▶ [Goal of the exercise]: Starting at the line with "the white eye" in it, reproduce each line below through the last one, exactly, and include nothing else.

▶ [Input records]:
═══

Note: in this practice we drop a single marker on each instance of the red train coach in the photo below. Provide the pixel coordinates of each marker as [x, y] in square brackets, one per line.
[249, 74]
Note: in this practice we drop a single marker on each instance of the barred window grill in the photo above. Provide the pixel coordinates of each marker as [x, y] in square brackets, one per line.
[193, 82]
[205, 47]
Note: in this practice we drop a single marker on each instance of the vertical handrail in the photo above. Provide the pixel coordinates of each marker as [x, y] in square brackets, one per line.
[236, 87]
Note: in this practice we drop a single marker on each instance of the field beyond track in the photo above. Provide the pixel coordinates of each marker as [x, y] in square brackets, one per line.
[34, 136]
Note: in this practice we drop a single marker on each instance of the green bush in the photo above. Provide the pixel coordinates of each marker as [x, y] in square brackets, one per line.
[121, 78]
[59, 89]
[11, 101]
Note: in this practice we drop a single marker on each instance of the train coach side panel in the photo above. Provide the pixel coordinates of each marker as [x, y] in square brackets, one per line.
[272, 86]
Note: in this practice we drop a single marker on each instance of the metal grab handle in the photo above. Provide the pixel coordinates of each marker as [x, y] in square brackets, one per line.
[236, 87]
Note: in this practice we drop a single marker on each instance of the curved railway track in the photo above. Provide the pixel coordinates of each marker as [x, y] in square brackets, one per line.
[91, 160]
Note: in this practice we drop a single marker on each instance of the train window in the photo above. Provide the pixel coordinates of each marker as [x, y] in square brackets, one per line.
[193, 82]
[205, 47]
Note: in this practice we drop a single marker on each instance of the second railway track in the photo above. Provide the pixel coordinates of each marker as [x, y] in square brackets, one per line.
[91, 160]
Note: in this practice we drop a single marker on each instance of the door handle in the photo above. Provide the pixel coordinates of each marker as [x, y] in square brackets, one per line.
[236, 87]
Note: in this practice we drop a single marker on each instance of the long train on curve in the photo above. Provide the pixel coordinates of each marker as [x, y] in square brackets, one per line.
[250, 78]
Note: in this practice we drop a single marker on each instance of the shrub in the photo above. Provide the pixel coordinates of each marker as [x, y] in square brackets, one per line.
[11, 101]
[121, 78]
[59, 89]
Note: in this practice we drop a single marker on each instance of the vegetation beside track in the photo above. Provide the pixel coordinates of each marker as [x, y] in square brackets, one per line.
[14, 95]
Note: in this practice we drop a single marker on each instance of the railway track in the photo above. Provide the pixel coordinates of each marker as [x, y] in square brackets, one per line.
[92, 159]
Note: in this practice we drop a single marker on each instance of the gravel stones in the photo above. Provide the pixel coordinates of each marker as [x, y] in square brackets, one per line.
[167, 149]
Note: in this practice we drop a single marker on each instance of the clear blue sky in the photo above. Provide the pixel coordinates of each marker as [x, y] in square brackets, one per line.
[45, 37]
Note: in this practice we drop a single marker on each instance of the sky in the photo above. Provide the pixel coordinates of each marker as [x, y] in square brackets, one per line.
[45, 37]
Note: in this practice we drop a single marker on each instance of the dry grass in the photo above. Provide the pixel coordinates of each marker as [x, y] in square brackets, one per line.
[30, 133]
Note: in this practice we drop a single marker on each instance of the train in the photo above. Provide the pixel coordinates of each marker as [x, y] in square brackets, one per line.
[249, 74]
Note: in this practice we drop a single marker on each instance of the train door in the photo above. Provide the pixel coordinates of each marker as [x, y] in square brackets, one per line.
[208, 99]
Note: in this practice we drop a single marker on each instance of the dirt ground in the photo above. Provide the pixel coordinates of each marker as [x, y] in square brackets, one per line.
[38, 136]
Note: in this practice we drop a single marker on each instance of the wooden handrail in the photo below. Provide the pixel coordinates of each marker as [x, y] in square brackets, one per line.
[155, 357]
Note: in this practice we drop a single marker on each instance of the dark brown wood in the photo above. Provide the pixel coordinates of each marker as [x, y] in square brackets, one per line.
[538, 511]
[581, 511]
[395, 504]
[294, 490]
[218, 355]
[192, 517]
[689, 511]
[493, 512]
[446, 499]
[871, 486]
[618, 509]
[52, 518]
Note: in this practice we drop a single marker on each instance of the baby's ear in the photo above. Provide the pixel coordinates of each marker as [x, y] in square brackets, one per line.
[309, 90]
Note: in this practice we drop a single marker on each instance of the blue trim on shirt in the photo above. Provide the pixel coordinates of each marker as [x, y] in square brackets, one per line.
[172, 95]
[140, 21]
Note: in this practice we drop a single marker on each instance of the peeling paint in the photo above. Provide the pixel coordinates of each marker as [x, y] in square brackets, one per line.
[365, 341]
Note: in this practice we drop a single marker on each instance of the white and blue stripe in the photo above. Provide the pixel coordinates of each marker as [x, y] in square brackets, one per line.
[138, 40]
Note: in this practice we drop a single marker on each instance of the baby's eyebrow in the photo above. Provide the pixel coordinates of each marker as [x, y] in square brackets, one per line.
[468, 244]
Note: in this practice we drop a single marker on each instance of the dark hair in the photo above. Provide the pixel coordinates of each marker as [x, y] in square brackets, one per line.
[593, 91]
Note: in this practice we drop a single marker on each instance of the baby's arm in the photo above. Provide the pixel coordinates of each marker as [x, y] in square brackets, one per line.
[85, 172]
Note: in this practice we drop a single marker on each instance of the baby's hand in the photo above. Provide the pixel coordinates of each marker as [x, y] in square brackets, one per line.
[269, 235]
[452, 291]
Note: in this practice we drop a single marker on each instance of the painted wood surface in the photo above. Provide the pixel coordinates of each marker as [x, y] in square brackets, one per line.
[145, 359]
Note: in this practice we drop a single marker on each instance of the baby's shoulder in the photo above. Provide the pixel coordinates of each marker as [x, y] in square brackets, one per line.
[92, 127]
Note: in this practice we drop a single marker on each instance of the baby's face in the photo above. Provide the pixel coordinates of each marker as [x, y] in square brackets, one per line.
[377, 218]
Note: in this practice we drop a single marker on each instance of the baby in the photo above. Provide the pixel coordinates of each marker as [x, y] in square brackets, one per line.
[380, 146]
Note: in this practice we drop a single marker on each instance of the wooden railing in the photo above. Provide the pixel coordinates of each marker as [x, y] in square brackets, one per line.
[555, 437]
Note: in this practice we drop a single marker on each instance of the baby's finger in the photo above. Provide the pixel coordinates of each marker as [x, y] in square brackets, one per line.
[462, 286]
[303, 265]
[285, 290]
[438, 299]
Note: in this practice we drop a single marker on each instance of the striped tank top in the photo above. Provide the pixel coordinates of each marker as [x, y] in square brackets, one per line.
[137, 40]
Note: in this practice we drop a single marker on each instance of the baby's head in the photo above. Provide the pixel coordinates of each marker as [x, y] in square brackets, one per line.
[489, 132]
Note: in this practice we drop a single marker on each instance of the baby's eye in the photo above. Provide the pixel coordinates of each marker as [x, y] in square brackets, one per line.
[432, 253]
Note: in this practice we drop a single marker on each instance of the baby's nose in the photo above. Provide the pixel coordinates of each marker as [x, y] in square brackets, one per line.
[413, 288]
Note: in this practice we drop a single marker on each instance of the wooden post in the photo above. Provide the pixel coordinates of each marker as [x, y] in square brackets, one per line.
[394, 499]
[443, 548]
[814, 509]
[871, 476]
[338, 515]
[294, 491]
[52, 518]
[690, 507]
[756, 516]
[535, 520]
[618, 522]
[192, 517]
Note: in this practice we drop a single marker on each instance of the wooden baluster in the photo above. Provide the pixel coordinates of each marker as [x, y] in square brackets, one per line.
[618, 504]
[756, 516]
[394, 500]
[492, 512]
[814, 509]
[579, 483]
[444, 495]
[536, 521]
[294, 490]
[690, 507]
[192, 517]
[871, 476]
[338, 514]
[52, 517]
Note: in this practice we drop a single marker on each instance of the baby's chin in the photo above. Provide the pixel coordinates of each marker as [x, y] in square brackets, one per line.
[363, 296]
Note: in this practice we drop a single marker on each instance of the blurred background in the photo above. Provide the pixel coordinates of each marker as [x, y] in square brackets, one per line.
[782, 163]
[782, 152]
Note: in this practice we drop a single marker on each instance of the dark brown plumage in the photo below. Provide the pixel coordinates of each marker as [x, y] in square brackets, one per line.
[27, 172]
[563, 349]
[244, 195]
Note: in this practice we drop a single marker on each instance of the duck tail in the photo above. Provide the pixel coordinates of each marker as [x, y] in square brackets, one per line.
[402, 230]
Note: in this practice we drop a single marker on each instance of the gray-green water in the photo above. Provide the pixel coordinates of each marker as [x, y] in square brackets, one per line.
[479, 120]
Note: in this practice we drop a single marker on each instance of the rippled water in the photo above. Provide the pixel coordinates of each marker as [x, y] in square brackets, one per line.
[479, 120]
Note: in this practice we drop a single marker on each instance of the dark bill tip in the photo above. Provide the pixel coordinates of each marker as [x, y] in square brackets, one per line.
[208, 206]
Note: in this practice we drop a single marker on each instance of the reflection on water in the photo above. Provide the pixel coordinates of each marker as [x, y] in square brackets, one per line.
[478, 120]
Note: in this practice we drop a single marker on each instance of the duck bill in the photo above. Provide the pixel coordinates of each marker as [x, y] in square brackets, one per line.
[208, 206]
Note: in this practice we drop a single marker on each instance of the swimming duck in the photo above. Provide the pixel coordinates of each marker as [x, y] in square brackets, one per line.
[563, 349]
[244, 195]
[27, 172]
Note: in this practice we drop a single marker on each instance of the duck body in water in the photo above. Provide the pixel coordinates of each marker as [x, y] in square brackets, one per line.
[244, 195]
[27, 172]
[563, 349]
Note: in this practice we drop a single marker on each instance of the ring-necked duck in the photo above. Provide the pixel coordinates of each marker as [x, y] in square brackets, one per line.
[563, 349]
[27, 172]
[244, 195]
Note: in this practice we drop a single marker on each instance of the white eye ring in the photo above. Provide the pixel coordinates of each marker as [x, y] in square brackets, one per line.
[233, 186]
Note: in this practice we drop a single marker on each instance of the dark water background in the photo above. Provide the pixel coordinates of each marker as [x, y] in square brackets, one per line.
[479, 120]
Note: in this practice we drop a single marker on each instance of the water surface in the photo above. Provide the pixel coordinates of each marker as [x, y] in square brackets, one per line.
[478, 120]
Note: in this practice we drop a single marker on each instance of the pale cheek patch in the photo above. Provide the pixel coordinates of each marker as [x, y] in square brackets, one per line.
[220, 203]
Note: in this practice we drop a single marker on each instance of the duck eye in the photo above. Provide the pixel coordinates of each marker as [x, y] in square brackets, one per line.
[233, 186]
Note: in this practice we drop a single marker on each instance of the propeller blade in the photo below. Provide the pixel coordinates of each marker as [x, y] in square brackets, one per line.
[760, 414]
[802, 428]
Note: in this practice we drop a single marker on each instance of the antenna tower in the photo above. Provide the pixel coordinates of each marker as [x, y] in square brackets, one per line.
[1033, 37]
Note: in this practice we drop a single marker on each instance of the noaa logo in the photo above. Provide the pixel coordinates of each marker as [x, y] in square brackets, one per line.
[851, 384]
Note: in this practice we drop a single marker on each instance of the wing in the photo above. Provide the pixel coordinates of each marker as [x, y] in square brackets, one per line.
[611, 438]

═══

▶ [Answer below]:
Note: in this practice we drop a single marker on each instance of the white eye ring in the photo above. Provide the pixel coordinates of each marker as [x, y] in square brackets, one per line.
[233, 186]
Note: in this practice we drop a single marker on each instance of the dark water background in the photo above. Provide the pixel coordinates of each marker as [x, y] in square brackets, one per line.
[479, 120]
Note: in this practice we drop a single marker on each instance of the water surface in the photo above. Provide the pixel coordinates of each marker as [x, y] in square brackets, one per line.
[478, 120]
Note: in this practice we drop a single marker on each instance of the pale cheek patch in the photo above. Provide the pixel coordinates of each marker as [x, y] in square brackets, one per line.
[220, 203]
Note: in this practice we drop a single marker on each instance of the duck eye in the photo above. Provide the pixel coordinates of each marker as [x, y] in square brackets, one per line.
[233, 186]
Note: in this practice we drop a single marker on each instance of the propeller blade in the photo below. Provide the pixel coordinates of each marker as [x, y] in square brackets, one per line.
[760, 414]
[802, 428]
Note: in this practice we drop a single marker on each instance of the antenna tower in the photo above. Provide the pixel coordinates of each marker as [x, y] in square brackets, one per line.
[1033, 37]
Note: in this practice we drop a single marker on each instance of the noaa logo in the photo above. Provide the pixel coordinates of each marker as [x, y] in square brackets, one per line.
[851, 384]
Note: in this practice we drop a single marker on each instance of the wing in the photo above. Provide the pixel coordinates of each marker as [x, y] in square brackets, one per line.
[611, 438]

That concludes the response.